Show every line of the items below that contains the word "shorts".

Start of DATA PROVIDED

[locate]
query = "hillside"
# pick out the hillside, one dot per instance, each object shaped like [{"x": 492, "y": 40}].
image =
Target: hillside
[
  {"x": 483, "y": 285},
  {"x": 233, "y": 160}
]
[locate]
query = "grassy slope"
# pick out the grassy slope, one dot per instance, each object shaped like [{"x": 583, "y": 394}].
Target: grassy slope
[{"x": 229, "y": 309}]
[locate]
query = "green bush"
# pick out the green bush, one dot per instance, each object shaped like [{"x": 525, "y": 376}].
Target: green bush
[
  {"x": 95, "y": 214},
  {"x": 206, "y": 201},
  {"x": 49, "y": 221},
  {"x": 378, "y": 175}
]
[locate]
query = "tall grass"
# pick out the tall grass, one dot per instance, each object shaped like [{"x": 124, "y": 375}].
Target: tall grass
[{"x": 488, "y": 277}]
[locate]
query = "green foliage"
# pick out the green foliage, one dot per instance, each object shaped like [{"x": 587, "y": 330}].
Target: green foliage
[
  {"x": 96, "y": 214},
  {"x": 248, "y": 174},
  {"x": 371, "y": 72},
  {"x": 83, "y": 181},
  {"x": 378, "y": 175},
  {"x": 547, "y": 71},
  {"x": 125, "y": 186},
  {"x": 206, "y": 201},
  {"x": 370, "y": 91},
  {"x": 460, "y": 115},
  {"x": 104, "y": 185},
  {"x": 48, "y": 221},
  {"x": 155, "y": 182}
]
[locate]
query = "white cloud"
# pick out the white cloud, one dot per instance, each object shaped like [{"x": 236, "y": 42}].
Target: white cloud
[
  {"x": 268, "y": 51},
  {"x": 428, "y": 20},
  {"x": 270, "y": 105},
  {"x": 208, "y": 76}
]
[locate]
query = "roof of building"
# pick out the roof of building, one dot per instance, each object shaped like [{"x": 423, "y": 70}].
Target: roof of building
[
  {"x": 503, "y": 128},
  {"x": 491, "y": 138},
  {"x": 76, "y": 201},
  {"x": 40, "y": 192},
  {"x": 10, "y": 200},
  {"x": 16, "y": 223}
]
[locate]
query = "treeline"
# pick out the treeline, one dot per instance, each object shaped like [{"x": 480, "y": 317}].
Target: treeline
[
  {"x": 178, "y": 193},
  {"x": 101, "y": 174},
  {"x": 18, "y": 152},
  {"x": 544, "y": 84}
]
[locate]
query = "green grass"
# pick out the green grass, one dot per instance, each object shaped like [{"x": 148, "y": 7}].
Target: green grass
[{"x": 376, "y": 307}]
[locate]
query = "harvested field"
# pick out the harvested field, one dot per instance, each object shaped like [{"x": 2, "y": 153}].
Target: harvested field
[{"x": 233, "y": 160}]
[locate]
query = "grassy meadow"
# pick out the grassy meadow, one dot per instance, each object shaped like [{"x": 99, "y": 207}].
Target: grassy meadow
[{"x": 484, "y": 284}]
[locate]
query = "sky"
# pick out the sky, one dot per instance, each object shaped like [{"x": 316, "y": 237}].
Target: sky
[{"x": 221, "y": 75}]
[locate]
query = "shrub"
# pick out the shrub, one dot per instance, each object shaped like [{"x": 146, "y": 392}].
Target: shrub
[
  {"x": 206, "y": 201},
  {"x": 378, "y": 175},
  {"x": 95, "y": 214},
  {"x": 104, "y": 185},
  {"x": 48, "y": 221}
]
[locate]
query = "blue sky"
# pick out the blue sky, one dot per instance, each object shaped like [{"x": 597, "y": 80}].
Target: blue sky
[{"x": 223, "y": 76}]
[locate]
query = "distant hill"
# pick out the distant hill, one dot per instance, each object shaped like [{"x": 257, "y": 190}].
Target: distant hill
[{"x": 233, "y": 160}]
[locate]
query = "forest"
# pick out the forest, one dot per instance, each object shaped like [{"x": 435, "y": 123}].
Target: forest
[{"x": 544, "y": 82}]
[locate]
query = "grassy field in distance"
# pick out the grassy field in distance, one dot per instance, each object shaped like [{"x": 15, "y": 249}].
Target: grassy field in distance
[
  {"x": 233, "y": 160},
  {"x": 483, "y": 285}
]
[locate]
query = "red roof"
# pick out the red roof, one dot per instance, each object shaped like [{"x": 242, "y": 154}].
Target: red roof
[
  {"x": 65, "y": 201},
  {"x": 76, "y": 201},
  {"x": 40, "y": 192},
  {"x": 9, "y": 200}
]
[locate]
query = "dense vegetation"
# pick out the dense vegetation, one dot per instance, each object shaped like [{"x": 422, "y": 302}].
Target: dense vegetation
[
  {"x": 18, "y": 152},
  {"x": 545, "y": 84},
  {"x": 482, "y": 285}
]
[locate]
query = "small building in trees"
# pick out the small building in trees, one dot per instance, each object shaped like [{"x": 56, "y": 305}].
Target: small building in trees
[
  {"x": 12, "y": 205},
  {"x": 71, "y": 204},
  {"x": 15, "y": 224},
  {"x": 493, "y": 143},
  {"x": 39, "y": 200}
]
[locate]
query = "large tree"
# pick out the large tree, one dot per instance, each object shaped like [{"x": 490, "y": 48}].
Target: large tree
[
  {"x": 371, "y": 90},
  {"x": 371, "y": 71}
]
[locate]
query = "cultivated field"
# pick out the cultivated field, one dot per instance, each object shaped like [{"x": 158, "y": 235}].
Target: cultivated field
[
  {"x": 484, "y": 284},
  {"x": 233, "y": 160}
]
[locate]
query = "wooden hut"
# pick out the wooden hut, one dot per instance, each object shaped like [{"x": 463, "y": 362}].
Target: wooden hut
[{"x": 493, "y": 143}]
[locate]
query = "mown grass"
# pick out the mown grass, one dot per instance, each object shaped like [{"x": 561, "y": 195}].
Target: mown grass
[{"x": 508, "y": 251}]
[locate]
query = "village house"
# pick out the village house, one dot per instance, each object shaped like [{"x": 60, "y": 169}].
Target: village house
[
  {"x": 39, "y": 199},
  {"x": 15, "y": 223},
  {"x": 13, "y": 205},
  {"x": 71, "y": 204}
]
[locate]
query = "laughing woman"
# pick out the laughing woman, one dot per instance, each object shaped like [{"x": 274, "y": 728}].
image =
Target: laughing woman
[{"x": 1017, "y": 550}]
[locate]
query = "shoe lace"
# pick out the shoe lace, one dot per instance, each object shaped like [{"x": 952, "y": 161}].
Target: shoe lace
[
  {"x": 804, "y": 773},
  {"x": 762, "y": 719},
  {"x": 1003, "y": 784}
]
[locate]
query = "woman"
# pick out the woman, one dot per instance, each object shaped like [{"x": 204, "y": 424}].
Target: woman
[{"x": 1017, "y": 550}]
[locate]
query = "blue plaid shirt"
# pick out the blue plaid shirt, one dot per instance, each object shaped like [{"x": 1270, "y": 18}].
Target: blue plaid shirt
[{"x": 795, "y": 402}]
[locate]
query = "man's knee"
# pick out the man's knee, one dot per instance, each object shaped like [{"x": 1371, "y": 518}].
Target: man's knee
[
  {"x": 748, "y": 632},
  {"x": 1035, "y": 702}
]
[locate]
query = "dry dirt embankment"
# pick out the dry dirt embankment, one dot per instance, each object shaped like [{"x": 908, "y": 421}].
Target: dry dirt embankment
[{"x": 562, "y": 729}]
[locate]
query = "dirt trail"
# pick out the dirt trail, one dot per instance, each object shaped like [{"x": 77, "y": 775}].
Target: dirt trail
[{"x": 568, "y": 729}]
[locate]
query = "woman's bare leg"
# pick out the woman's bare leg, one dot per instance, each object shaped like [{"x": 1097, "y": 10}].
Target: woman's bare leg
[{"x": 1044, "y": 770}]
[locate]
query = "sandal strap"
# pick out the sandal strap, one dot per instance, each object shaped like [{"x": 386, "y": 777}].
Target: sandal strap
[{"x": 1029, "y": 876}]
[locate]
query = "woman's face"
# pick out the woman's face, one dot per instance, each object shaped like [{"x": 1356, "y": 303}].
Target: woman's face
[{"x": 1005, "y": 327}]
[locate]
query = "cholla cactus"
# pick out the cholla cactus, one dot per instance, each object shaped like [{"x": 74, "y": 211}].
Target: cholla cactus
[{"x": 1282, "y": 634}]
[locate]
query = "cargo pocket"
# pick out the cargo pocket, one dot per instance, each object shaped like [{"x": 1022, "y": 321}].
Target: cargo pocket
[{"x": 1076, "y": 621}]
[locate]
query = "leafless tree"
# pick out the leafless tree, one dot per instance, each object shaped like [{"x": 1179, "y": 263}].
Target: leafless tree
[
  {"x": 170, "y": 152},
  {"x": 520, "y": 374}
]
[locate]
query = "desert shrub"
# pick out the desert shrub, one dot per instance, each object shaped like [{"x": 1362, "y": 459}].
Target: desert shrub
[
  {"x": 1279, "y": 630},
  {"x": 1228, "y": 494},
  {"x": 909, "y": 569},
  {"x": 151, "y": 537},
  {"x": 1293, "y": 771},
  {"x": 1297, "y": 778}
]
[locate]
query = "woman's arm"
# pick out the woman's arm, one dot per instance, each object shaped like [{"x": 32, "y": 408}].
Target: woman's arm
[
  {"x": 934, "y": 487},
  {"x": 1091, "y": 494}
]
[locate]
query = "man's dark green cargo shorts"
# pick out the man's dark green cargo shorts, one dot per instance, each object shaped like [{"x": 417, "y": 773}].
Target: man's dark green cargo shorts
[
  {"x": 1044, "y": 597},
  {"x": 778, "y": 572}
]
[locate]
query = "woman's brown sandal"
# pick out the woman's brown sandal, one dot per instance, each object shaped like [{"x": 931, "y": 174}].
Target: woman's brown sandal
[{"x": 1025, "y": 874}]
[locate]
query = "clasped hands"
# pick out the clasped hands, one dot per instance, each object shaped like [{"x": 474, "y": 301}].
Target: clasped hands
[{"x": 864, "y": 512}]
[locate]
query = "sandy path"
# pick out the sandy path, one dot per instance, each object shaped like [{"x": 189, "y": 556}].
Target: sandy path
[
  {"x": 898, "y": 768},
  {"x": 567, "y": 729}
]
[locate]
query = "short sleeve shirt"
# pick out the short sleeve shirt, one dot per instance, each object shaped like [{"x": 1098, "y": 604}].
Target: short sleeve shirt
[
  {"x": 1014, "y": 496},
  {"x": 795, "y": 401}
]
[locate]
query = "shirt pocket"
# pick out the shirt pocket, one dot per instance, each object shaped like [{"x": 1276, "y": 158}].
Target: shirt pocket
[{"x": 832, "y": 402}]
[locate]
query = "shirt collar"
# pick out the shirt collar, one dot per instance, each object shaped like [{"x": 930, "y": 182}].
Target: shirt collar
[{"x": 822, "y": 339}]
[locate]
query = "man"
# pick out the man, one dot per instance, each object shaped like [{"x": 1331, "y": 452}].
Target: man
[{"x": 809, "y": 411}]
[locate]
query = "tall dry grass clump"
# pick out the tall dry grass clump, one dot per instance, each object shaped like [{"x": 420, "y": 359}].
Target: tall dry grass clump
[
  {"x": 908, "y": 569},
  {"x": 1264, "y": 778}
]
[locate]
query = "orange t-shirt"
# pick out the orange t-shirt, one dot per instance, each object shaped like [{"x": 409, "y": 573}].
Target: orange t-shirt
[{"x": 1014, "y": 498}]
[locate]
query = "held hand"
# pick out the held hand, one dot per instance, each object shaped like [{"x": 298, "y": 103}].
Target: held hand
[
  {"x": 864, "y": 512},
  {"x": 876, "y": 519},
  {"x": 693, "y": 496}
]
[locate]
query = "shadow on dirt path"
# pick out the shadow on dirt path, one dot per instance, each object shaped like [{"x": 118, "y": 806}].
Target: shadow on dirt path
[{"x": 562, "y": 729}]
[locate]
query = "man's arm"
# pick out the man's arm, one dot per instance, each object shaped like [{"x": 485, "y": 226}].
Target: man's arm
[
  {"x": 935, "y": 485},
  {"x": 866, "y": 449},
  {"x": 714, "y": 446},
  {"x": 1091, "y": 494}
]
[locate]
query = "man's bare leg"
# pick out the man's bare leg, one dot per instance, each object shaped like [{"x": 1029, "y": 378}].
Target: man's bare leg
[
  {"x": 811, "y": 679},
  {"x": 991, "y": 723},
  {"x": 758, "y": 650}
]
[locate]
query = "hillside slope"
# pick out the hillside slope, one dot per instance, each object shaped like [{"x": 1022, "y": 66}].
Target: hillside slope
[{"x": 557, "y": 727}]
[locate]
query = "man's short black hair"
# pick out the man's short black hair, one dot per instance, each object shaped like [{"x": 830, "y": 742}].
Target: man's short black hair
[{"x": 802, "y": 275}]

End of DATA PROVIDED

* RESPONSE TO THE TASK *
query = "man's dark green cargo shorts"
# pick out the man's dark green cargo shorts, one dot per instance, each object shaped like [{"x": 417, "y": 773}].
Target: man's dark green cargo shorts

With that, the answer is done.